Lay out the records below as a two-column CSV with the headers instruction and output. Give one row per record, with the record's text and its answer each in a single quoted field and every line break replaced by a space.

◇ ◇ ◇ ◇

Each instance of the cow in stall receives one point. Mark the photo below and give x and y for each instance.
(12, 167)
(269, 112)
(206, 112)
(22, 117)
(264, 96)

◇ ◇ ◇ ◇

* _Written reply_:
instruction,output
"Each instance of the cow in stall receives one point. Mark the photo below and give x and y for each instance.","(12, 167) (269, 112) (206, 112) (22, 117) (264, 96)"